START Extracted material

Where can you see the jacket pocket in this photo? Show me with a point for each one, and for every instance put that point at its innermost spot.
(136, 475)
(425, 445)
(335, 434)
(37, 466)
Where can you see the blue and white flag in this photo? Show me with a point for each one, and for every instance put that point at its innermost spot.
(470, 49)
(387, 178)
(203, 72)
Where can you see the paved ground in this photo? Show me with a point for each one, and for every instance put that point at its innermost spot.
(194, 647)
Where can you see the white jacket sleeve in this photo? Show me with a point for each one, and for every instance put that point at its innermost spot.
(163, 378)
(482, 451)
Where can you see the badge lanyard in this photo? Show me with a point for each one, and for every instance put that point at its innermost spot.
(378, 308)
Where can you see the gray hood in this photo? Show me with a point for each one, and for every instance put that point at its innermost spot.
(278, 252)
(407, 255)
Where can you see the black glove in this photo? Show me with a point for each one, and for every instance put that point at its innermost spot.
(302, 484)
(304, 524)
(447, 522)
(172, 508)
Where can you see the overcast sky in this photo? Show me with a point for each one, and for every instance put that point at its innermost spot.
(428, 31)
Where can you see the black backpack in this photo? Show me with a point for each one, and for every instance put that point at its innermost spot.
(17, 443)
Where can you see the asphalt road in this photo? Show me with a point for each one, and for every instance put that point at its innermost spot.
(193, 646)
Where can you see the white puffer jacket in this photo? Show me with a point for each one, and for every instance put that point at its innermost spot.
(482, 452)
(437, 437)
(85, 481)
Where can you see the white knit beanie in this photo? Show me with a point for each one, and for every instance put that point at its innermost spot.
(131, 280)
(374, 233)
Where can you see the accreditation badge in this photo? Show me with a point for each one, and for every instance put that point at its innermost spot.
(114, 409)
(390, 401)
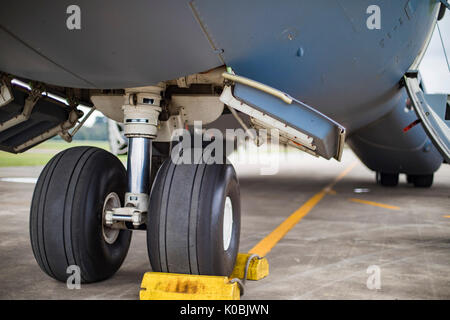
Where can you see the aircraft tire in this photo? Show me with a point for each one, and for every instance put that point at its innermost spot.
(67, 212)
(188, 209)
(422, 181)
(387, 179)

END Extracted material
START Extracted material

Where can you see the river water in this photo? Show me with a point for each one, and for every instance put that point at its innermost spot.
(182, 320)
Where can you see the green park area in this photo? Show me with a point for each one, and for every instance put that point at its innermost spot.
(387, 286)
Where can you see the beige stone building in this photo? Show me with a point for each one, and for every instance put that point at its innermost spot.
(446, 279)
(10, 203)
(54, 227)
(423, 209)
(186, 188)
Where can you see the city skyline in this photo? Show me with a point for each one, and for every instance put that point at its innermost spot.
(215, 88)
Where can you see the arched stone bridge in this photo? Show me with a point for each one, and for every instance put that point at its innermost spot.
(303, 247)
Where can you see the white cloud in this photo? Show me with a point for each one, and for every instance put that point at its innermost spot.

END Extracted material

• **Task goal**: Both end lines included, restate word for word the lines above from the line with "Where can you see the beige" to the line with "Where can you see the white cloud", and nothing else.

• **Solution for this task**:
Where can you see the beige stone building in this photo? Show me with a point for each one, and for every instance put that point at its innermost spot.
(446, 279)
(10, 203)
(54, 227)
(423, 209)
(186, 188)
Where can you see the city skyline in this photo? Show me with a point for each one, and for every instance put that point at its innermost spot.
(215, 88)
Where can you see the arched stone bridge in this photo? Show me with a point for each one, and for every instance put that point at its innermost spot.
(303, 247)
Where can you see the white cloud in this photo? Show me with a point for each one, and for every instance put that point at its innermost spot.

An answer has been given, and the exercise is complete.